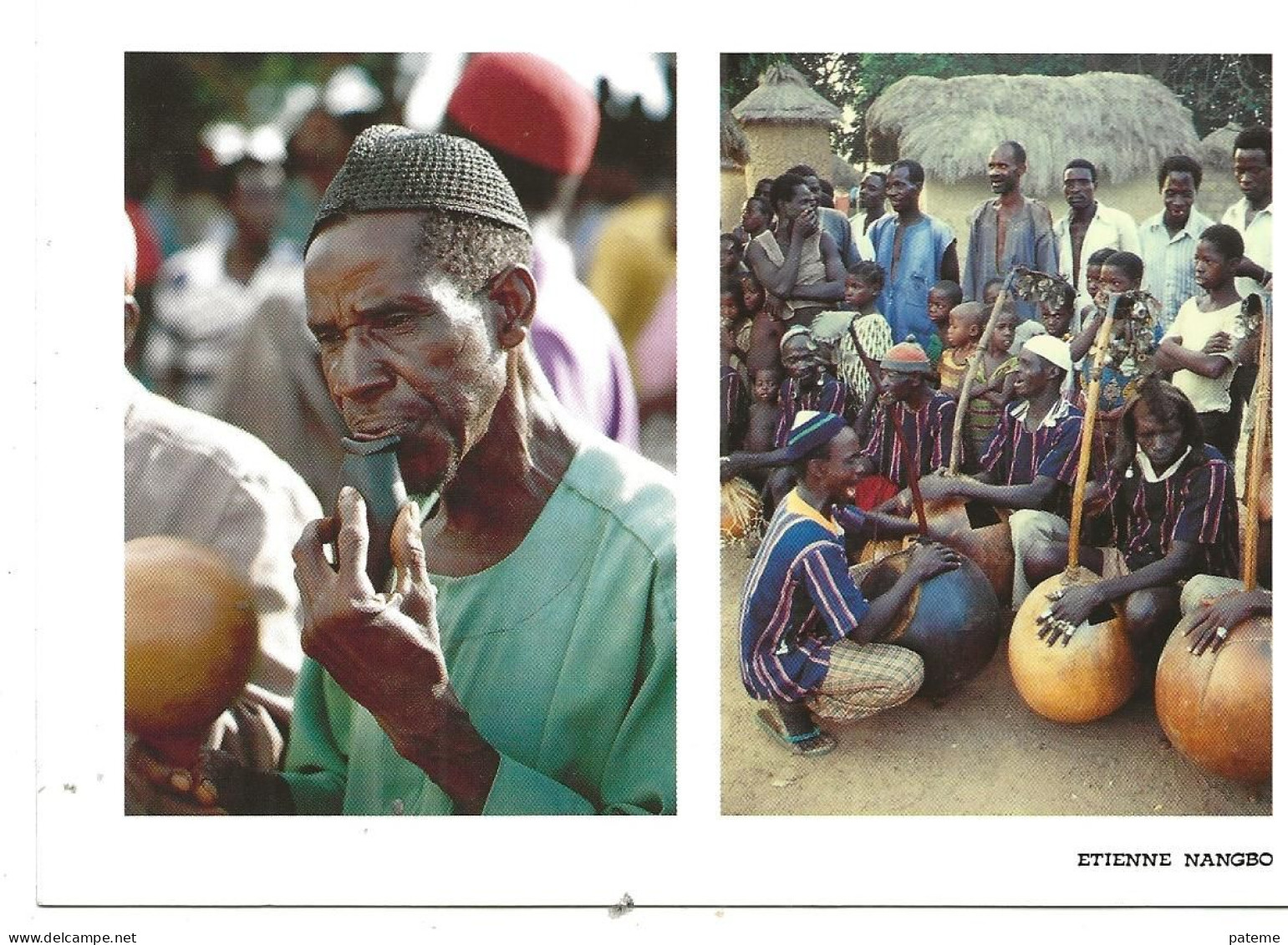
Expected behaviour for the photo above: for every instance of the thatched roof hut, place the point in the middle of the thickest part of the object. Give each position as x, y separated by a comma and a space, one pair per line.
844, 175
783, 98
1125, 124
735, 155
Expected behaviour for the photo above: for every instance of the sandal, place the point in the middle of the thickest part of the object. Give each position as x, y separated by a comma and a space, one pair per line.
807, 743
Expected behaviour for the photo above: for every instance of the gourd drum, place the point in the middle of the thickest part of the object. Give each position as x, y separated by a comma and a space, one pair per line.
1086, 680
951, 621
990, 547
191, 638
1214, 709
740, 509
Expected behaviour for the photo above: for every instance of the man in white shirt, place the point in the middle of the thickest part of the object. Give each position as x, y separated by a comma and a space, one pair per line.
1168, 238
1088, 226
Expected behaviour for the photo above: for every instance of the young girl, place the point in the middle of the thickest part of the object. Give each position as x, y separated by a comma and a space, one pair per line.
1094, 264
764, 333
863, 283
1199, 344
961, 338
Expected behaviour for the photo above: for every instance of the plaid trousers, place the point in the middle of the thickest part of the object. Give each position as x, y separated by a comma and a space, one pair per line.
864, 678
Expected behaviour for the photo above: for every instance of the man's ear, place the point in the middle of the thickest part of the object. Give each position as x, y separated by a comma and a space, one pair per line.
516, 292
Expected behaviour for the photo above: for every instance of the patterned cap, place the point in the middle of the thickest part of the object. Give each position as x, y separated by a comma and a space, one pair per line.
528, 109
812, 430
909, 357
393, 168
1050, 348
797, 331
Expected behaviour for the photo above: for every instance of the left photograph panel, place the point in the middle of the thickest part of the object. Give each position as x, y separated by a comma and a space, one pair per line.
400, 434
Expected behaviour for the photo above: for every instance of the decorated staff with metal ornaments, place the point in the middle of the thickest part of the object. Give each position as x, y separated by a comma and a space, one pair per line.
809, 635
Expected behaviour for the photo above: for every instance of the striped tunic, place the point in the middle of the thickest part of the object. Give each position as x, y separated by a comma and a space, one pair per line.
1021, 456
928, 431
827, 397
1194, 505
797, 602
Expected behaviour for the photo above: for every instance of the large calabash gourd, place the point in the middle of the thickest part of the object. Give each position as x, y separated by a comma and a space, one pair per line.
1214, 709
191, 638
740, 509
1088, 678
951, 621
990, 547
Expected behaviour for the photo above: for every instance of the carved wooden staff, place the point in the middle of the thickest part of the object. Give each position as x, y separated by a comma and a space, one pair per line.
1257, 455
955, 455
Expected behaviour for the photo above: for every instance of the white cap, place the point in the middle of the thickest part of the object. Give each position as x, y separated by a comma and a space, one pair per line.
1050, 348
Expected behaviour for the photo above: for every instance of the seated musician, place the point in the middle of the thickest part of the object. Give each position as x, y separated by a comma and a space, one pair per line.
1171, 510
818, 654
1026, 462
924, 414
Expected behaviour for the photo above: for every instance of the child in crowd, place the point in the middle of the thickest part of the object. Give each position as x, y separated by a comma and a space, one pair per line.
863, 283
1119, 378
1199, 344
766, 333
992, 385
1056, 321
943, 297
731, 255
763, 418
733, 394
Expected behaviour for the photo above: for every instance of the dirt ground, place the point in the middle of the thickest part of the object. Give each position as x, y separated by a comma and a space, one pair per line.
982, 751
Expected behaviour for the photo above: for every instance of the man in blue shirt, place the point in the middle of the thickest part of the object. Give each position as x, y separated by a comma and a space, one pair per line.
807, 628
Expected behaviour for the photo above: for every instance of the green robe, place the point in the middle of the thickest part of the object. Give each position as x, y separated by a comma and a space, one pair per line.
563, 654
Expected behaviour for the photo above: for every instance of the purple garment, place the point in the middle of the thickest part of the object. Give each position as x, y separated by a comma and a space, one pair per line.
578, 348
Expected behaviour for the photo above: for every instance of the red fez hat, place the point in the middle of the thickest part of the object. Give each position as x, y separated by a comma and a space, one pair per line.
528, 109
909, 357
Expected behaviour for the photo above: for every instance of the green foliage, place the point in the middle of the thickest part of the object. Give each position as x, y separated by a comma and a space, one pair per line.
1218, 89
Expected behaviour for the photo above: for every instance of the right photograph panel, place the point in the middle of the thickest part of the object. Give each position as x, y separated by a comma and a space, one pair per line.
995, 434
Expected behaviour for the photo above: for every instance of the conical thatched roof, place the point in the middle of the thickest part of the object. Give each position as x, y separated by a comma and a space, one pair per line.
844, 176
1123, 124
785, 97
735, 150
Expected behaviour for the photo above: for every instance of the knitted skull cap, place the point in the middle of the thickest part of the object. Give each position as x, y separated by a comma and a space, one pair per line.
811, 430
130, 245
530, 109
909, 357
393, 168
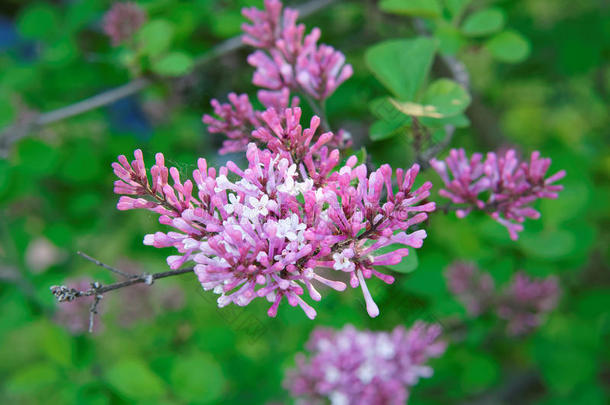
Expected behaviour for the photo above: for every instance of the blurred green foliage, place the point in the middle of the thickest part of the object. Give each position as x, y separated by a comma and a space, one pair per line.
540, 80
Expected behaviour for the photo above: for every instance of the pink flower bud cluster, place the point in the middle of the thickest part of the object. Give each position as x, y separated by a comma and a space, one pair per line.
362, 367
472, 287
526, 301
287, 58
523, 303
511, 185
238, 119
267, 230
122, 21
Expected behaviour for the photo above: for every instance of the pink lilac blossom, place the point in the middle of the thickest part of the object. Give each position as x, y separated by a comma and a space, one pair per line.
237, 119
472, 287
526, 301
287, 58
363, 367
122, 21
266, 230
73, 314
523, 303
511, 185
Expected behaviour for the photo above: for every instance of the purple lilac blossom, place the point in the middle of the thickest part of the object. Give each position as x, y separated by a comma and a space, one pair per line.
511, 185
362, 367
266, 231
122, 21
472, 287
285, 62
287, 58
526, 302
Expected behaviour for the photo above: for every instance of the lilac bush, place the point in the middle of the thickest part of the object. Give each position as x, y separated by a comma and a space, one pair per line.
297, 210
350, 366
510, 185
526, 301
473, 288
523, 303
266, 231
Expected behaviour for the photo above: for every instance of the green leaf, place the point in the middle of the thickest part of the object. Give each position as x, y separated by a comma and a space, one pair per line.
402, 65
447, 96
509, 46
416, 110
384, 109
450, 38
61, 52
548, 245
484, 22
419, 8
36, 156
57, 345
38, 21
173, 64
155, 37
481, 373
134, 380
197, 378
459, 121
381, 130
33, 378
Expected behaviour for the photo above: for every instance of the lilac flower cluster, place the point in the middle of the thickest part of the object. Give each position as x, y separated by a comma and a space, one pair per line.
523, 303
511, 185
267, 230
473, 288
122, 21
73, 314
354, 367
286, 58
286, 62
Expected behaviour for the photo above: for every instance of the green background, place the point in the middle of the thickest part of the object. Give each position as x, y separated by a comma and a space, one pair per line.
540, 81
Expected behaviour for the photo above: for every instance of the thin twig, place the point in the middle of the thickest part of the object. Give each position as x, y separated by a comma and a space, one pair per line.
460, 74
105, 266
93, 311
14, 132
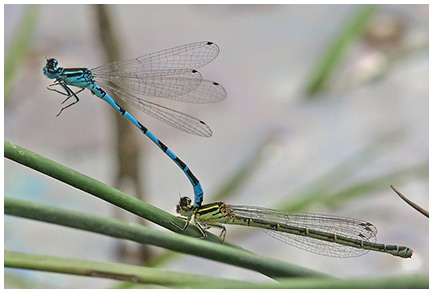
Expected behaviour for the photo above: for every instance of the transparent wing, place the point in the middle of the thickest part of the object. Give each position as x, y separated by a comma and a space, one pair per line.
181, 86
342, 226
169, 74
169, 116
189, 56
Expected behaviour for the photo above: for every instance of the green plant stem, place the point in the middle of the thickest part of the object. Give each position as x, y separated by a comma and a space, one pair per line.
100, 190
144, 235
130, 273
336, 50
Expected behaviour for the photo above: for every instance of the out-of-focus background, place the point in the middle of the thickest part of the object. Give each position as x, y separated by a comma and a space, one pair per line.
327, 105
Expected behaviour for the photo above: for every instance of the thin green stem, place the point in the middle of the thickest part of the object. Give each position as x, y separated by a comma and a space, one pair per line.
144, 235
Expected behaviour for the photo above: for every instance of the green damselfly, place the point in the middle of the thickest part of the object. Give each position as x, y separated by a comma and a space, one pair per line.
321, 234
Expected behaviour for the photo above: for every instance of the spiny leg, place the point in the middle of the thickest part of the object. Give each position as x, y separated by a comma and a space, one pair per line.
68, 92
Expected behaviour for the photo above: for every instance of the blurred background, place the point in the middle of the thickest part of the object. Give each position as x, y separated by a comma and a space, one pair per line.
327, 106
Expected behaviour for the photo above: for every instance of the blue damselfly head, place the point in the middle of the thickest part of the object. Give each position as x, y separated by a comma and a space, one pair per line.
50, 69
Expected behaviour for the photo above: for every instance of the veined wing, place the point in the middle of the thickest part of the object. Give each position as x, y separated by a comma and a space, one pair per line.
184, 86
189, 56
340, 226
169, 116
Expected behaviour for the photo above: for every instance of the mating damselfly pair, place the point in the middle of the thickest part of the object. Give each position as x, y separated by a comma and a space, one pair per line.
169, 74
172, 74
321, 234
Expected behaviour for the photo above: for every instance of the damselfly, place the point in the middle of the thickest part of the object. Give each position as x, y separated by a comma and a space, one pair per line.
321, 234
167, 74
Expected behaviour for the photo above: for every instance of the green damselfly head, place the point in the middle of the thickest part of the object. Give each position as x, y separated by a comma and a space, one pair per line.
185, 208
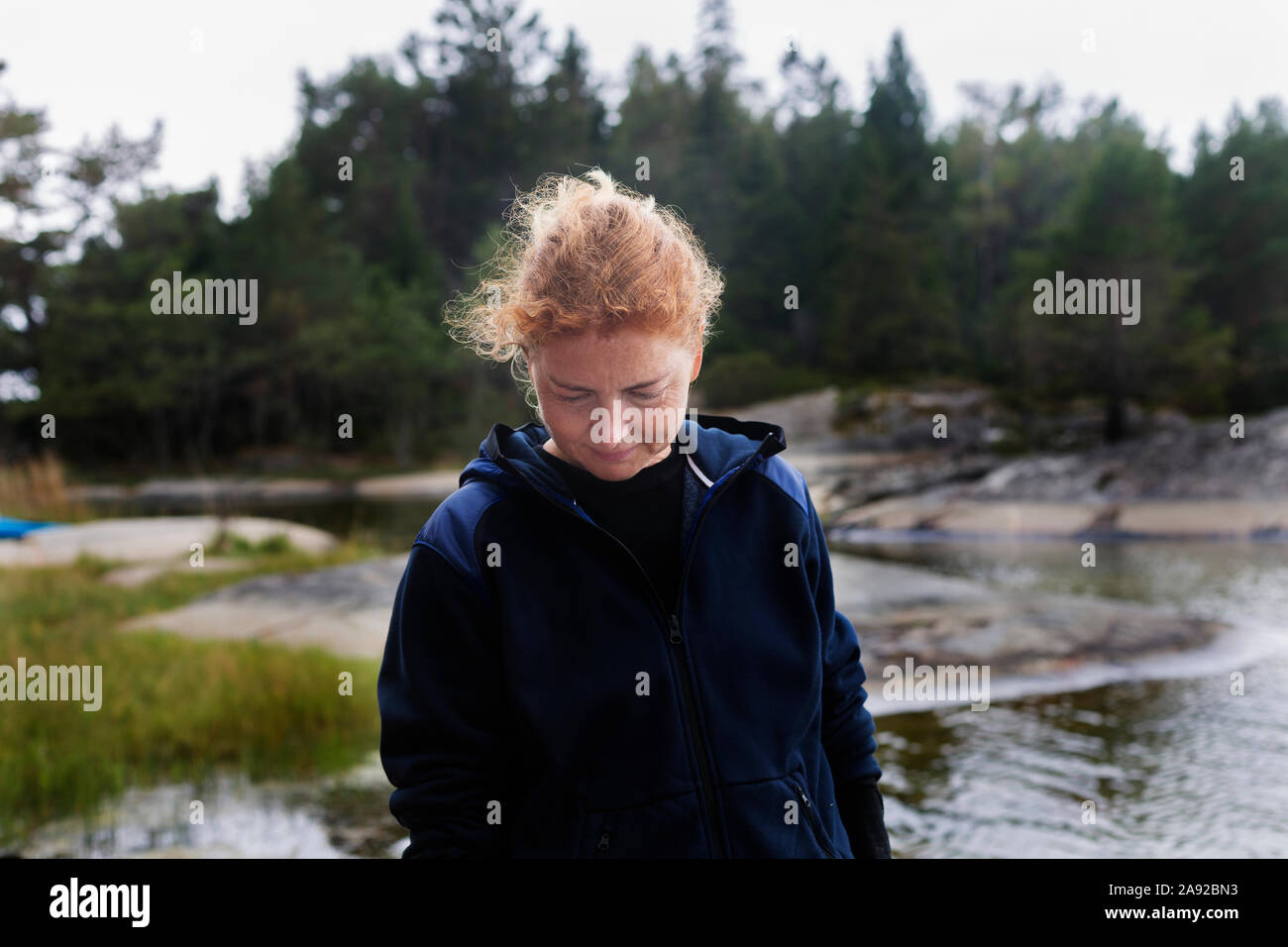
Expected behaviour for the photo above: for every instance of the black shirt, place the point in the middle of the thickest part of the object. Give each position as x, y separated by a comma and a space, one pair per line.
643, 512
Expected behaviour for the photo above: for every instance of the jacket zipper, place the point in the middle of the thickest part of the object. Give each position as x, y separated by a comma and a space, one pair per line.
812, 818
675, 638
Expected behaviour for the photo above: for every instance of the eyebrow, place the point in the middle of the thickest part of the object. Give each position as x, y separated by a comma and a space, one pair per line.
631, 388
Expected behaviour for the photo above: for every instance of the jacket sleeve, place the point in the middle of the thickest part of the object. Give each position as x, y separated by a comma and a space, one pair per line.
863, 815
443, 738
849, 733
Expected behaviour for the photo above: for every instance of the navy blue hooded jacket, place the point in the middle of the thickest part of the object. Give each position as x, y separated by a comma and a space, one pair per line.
539, 698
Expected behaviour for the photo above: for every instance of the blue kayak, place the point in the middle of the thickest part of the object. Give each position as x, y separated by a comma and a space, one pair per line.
17, 528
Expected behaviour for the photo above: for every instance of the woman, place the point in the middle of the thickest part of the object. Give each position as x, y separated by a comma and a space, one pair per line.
618, 638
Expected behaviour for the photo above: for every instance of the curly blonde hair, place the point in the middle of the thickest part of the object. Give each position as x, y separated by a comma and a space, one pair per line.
580, 254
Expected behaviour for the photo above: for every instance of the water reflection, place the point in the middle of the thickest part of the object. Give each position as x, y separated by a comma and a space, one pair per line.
1176, 768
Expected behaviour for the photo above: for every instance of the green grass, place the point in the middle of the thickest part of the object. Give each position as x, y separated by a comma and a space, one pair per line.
172, 709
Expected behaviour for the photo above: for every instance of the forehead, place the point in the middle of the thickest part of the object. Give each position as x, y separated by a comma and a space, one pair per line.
591, 355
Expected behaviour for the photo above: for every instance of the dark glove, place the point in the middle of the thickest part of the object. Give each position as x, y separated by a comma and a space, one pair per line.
863, 815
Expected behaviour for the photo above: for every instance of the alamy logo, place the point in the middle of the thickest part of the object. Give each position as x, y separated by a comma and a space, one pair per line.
1087, 296
53, 684
210, 298
101, 900
938, 684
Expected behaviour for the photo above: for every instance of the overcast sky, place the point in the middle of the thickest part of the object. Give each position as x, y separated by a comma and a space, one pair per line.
1173, 63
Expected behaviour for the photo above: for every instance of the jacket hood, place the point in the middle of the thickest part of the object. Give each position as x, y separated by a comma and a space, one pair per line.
717, 445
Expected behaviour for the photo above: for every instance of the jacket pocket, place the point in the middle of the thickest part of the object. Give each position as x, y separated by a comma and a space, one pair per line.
811, 817
776, 818
669, 828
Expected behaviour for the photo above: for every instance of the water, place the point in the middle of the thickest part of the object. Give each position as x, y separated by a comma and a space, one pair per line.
1173, 764
1176, 767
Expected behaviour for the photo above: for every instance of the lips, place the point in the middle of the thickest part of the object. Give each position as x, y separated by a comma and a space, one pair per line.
613, 455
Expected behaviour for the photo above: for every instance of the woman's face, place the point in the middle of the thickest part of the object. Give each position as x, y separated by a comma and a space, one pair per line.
579, 377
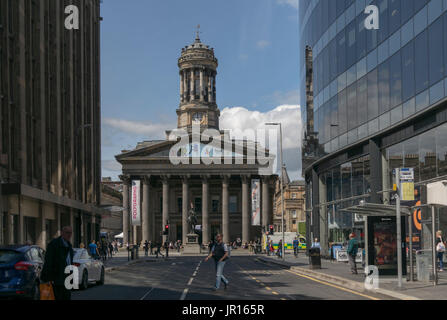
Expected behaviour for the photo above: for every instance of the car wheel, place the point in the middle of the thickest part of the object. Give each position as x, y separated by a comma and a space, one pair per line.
101, 279
35, 292
84, 284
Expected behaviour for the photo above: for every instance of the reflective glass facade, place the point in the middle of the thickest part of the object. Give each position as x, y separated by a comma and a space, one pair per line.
366, 81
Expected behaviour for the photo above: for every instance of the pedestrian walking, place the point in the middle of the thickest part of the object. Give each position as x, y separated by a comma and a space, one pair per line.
353, 247
146, 248
440, 249
296, 244
279, 252
93, 249
58, 256
219, 253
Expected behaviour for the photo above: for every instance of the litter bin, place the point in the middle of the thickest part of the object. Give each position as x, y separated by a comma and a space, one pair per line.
423, 265
314, 258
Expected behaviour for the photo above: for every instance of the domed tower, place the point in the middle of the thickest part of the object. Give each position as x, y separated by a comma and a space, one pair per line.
198, 67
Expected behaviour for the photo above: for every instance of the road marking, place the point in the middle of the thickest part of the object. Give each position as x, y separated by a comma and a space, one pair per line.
334, 286
185, 292
147, 293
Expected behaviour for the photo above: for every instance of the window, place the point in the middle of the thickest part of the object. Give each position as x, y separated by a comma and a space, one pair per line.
384, 87
373, 95
362, 101
395, 80
421, 62
435, 44
408, 71
352, 106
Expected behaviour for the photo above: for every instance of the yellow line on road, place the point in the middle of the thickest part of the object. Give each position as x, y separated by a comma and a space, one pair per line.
333, 285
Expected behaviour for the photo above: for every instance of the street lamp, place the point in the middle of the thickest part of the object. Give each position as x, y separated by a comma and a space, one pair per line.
281, 183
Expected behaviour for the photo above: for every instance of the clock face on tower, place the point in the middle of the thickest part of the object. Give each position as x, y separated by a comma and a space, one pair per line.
198, 117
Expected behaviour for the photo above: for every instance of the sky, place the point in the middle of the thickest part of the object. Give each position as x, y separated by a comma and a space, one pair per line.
255, 41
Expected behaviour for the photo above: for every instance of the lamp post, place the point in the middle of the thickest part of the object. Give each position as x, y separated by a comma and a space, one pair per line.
281, 184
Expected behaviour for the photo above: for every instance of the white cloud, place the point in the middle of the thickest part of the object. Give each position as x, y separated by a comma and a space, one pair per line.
262, 44
292, 3
240, 118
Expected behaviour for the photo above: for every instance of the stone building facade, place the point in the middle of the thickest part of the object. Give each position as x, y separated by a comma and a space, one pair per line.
49, 121
218, 192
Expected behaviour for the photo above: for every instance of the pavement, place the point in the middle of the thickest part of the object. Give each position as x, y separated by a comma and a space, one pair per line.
338, 273
190, 278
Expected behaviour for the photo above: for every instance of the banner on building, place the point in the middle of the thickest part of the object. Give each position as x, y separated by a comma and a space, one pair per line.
256, 202
135, 209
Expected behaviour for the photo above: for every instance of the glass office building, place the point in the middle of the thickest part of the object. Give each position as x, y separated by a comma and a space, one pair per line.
379, 102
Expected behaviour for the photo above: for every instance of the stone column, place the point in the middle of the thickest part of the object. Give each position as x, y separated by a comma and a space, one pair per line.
202, 86
205, 210
265, 202
146, 219
181, 86
185, 207
210, 93
245, 209
225, 212
126, 185
165, 214
193, 85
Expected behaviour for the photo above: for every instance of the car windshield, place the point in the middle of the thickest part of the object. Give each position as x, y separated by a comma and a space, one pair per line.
8, 256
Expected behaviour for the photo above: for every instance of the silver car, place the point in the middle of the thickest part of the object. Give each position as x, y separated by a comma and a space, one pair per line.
90, 270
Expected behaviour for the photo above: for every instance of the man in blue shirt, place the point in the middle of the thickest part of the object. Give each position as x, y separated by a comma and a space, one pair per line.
93, 248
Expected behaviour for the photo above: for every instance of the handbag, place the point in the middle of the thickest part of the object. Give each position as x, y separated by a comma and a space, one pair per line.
46, 291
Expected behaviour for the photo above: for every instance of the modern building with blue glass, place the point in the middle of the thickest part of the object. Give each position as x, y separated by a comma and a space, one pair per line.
372, 100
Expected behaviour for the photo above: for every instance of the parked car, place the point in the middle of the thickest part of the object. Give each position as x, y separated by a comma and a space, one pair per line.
90, 270
20, 268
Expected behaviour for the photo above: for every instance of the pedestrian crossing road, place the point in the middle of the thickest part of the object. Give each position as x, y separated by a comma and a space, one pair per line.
190, 278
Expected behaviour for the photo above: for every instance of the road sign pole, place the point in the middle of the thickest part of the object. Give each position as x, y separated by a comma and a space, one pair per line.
399, 231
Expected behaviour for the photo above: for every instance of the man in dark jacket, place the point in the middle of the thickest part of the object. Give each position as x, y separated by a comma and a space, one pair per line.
58, 256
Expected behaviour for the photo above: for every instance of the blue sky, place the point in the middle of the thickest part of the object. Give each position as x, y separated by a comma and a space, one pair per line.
255, 41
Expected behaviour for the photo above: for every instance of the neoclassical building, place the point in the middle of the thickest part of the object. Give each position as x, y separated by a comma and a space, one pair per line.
219, 192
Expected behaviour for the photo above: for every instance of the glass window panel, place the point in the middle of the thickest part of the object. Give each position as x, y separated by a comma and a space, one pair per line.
336, 186
409, 108
408, 71
384, 87
421, 62
427, 155
395, 14
395, 80
407, 33
396, 115
371, 60
373, 95
383, 18
346, 187
411, 156
342, 112
437, 92
422, 101
435, 47
383, 52
420, 21
384, 121
373, 126
352, 106
434, 10
361, 68
362, 100
441, 149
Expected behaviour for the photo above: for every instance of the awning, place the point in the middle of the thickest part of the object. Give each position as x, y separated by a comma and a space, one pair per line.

□ □ □ □

ACTION ITEM: Retype, without any change, the lines from the one containing "of the neoclassical" through the final line of the material above, and no others.

RESPONSE TO THIS TASK:
Expected behaviour for the photo above: for every instance of the neoclassical building, place the point in the middle of the thickest part of the object. Give each position as x, y separated by a comma and a space, one pair per line.
219, 192
Expected behaviour for the photo above: for every instance of the glass window panel, place the point in the middle of the thickest part of the object. Give each position as x, y separated by a comma and a space, one pair per line.
336, 186
409, 108
408, 71
384, 87
421, 62
427, 155
395, 14
395, 80
407, 33
396, 115
371, 60
373, 95
383, 18
346, 187
411, 156
342, 112
437, 92
422, 101
435, 47
383, 52
420, 21
384, 121
373, 126
352, 106
434, 10
361, 68
362, 100
441, 149
Expected behaviour for the photo above: for every instance of the awning, place the point in the middle of the thickest part of the object. Give each position as x, y separated by a comma and a space, one pair per line.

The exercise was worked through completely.